--- SELECTED EXCERPT ---
————
Taken in sum, virtually everything about the Pegasus has been a trainwreck, and you can see muted signals that virtually everyone is quietly searching for an alternative fleet. I would not be surprised if the 46 program on the whole is forecasted to run deep, deep in the red for Boeing.
BDS is, in general, having a hard time adjusting to a post-GWoT world of fixed cost, versus the oh-so-coveted cost plus glory days in the Aughts.
Then again, maybe the problem runs deeper. If anyone can name me a unqualified-no-doubt-successful new Boeing project - something that isn't someone else's IP or sucked up in an acquisition - from the last twenty years, I'm all ears. The USAF tossed them a softball project to bolt wings and a GPS on a Mark 82 iron bomb . . and they couldn't figure it out without bringing in Kratos.
> Taken in sum, virtually everything about the Pegasus has been a trainwreck, and you can see muted signals that virtually everyone is quietly searching for an alternative fleet.
————
--- PROVIDED DATA ---
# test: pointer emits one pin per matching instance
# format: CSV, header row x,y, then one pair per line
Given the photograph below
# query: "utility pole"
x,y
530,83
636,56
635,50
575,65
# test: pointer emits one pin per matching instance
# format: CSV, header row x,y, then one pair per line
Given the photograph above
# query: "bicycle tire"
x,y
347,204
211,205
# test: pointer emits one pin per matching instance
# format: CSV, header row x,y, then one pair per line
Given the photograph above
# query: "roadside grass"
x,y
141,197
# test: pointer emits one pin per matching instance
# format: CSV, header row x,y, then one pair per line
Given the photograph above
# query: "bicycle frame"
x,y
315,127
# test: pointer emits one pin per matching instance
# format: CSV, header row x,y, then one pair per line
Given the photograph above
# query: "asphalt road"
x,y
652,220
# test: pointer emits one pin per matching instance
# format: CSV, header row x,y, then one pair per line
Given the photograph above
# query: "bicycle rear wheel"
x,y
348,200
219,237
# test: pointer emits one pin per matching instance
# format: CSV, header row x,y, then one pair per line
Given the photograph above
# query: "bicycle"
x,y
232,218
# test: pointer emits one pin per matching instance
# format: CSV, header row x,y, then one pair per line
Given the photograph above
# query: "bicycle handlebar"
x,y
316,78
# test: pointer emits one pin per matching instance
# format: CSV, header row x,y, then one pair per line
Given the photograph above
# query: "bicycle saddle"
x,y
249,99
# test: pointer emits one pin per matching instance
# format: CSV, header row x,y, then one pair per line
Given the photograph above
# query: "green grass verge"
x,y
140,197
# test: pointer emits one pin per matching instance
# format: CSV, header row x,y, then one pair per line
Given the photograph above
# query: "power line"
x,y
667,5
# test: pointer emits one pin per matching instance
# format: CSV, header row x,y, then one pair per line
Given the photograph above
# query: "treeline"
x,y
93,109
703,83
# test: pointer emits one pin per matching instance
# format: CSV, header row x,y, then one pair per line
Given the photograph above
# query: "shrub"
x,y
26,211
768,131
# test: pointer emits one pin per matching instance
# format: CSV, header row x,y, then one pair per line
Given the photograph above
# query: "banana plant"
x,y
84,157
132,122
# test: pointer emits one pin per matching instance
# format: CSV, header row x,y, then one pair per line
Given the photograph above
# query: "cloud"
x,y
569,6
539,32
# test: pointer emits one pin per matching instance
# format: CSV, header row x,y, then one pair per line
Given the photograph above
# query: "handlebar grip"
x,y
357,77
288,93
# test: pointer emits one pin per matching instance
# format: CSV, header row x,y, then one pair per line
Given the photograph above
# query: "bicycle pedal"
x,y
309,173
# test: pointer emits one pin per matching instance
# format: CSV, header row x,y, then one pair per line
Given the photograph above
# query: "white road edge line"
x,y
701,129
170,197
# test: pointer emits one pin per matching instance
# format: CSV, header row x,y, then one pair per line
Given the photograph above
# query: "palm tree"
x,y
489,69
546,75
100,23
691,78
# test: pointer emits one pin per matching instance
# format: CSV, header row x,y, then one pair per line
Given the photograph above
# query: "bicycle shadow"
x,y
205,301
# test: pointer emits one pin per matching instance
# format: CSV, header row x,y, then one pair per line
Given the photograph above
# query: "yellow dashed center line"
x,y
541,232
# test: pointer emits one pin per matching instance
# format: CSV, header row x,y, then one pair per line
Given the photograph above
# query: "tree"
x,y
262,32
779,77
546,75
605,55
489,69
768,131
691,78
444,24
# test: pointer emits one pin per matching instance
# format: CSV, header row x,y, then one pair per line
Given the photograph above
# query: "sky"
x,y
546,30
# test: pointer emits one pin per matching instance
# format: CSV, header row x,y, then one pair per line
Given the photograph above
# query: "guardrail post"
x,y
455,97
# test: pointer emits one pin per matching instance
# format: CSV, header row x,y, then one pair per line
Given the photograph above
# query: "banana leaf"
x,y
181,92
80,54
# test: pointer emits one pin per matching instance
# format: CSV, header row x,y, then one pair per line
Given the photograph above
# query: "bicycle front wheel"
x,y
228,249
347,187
————
--- REQUIRED ACTIONS ---
• a. In the comment on Boeing's Pegasus program, which company does Boeing reportedly need to bring in to finish the USAF project to bolt wings and a GPS on a Mark 82 iron bomb?
• b. Reproduce the comment on Boeing's Pegasus program verbatim between "Then again, maybe" and "bringing in Kratos.", inclusive.
• c. Condense the paragraph of the comment on Boeing's Pegasus program that begins "Then again, maybe the problem runs deeper" into a short bulleted list that keeps its main points.

--- THE RESULTS ---
• a. Kratos.

• b.
Then again, maybe the problem runs deeper. If anyone can name me a unqualified-no-doubt-successful new Boeing project - something that isn't someone else's IP or sucked up in an acquisition - from the last twenty years, I'm all ears. The USAF tossed them a softball project to bolt wings and a GPS on a Mark 82 iron bomb . . and they couldn't figure it out without bringing in Kratos.

• c.
- Boeing's problem may run deeper than the Pegasus.
- The author asks for any unquestionably successful new Boeing project from the last twenty years that is not someone else's IP or the product of an acquisition.
- The USAF gave Boeing a simple project to bolt wings and a GPS on a Mark 82 iron bomb, and Boeing could not figure it out without bringing in Kratos.